Task directions
Reproduce the records below with every "Please indicate" changed to "Please mark" and all other text left unchanged.
◇ ◇ ◇ ◇ ◇ ◇ ◇
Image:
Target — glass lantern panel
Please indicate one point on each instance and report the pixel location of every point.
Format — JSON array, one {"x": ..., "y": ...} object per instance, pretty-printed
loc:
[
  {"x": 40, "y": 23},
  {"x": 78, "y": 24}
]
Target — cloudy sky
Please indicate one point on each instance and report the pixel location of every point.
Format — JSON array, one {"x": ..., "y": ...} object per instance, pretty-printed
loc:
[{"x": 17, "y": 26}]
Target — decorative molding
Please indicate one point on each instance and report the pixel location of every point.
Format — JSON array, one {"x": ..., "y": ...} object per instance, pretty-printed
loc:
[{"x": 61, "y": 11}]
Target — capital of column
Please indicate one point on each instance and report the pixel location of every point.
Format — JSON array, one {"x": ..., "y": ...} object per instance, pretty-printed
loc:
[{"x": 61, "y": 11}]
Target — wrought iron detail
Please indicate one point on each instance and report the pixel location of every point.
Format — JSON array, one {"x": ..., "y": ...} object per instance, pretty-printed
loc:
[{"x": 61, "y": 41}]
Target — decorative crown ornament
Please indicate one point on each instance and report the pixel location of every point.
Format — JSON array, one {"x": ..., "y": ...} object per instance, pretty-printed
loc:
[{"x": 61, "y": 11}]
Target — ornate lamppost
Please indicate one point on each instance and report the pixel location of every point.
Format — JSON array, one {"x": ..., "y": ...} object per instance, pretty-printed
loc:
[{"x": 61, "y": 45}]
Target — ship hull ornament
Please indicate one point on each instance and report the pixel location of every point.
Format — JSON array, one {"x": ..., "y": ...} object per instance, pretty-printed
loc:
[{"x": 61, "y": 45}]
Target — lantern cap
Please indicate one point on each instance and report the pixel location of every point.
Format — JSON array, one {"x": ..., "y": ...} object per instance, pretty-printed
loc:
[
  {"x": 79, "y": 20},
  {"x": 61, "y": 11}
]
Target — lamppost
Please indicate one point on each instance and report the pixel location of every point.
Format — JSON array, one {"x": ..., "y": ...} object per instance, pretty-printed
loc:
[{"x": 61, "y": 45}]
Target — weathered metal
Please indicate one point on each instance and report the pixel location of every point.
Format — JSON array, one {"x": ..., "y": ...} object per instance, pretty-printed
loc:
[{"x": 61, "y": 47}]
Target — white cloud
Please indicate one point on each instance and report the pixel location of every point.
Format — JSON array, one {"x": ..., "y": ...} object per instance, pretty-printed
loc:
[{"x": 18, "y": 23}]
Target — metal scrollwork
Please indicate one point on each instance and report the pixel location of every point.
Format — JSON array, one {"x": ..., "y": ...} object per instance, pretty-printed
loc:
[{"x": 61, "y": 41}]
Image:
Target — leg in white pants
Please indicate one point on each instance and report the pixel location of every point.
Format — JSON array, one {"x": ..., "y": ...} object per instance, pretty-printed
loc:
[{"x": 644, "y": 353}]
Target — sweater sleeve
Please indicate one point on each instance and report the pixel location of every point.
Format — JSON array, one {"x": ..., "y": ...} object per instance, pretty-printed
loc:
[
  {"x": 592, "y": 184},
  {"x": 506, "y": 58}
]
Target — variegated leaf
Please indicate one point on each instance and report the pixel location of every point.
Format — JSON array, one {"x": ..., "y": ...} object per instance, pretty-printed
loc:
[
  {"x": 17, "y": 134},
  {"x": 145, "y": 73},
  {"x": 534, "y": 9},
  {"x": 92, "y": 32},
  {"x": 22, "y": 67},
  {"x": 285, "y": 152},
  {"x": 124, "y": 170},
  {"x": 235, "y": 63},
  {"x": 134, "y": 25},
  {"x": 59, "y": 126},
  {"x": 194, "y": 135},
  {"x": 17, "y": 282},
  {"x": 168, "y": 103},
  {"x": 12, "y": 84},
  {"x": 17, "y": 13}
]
◇ ◇ ◇ ◇ ◇ ◇ ◇
Completed exercise
Image:
Target — glass lantern panel
Please mark one point on each instance and report the pixel location of every point.
Format — JSON array, one {"x": ..., "y": ...} object per instance, pretty-printed
loc:
[
  {"x": 40, "y": 23},
  {"x": 78, "y": 24}
]
Target — cloudy sky
Please mark one point on each instance and report the pixel location of every point.
Format — JSON array, one {"x": ..., "y": ...} object per instance, pretty-printed
loc:
[{"x": 17, "y": 26}]
Target — decorative molding
Please mark one point on each instance and report the pixel location of every point.
Format — JSON array, one {"x": ..., "y": ...} object per instance, pretty-printed
loc:
[{"x": 61, "y": 11}]
Target — capital of column
Please mark one point on each instance and report the pixel location of every point.
Format — JSON array, one {"x": ..., "y": ...} object per instance, pretty-printed
loc:
[{"x": 61, "y": 11}]
Target — wrought iron detail
Please mark one point on each instance and report the pixel location of every point.
Format — JSON array, one {"x": ..., "y": ...} object per instance, pretty-printed
loc:
[{"x": 61, "y": 41}]
Target — decorative crown ornament
Please mark one point on each instance and report the pixel location of every point.
Format — JSON array, one {"x": ..., "y": ...} object per instance, pretty-printed
loc:
[{"x": 61, "y": 11}]
Target — ornate lamppost
Please mark one point on each instance and report the pixel location of every point.
Format — JSON array, one {"x": ..., "y": ...} object per instance, pretty-printed
loc:
[{"x": 61, "y": 45}]
Target — ship hull ornament
Please mark one point on each instance and report the pixel location of every point.
Format — JSON array, one {"x": ..., "y": ...} object per instance, pretty-printed
loc:
[{"x": 61, "y": 45}]
Target — lantern cap
Please mark one point on each instance and report the pixel location of every point.
Format — JSON array, one {"x": ..., "y": ...} object per instance, pretty-printed
loc:
[
  {"x": 79, "y": 20},
  {"x": 61, "y": 11}
]
Target — lamppost
Please mark one point on each instance and report the pixel location of every point.
Format — JSON array, one {"x": ..., "y": ...} object per instance, pretty-printed
loc:
[{"x": 61, "y": 45}]
Target — weathered metal
Please mark one point on each instance and report the pixel location of every point.
Format — JSON array, one {"x": ..., "y": ...} object per instance, pretty-printed
loc:
[{"x": 61, "y": 47}]
Target — white cloud
Please mark one point on each instance and report the pixel location of every point.
Format — JSON array, one {"x": ..., "y": ...} object per instance, pretty-printed
loc:
[{"x": 18, "y": 23}]
Target — metal scrollwork
Please mark one point on each instance and report the pixel location of every point.
Format — JSON array, one {"x": ..., "y": ...} object per instance, pretty-printed
loc:
[{"x": 61, "y": 41}]
Image:
Target — leg in white pants
Please mark one point on each instance and report the pixel location of every point.
Format — JSON array, one {"x": ..., "y": ...} object per instance, pretty-printed
loc:
[{"x": 644, "y": 353}]
Target — sweater sleeve
Please mark one point on each instance and report the pixel location of every point.
Format — JSON array, one {"x": ..., "y": ...} object per instance, pretty-printed
loc:
[
  {"x": 592, "y": 184},
  {"x": 506, "y": 58}
]
Target — variegated leaf
Please mark one point on each instance and report the pixel location of every point.
Format — JSON array, one {"x": ..., "y": ...} object per instance, pretty-printed
loc:
[
  {"x": 17, "y": 134},
  {"x": 145, "y": 73},
  {"x": 534, "y": 9},
  {"x": 92, "y": 32},
  {"x": 22, "y": 67},
  {"x": 285, "y": 152},
  {"x": 124, "y": 170},
  {"x": 235, "y": 63},
  {"x": 134, "y": 25},
  {"x": 59, "y": 126},
  {"x": 194, "y": 135},
  {"x": 17, "y": 282},
  {"x": 168, "y": 103},
  {"x": 12, "y": 84},
  {"x": 17, "y": 13}
]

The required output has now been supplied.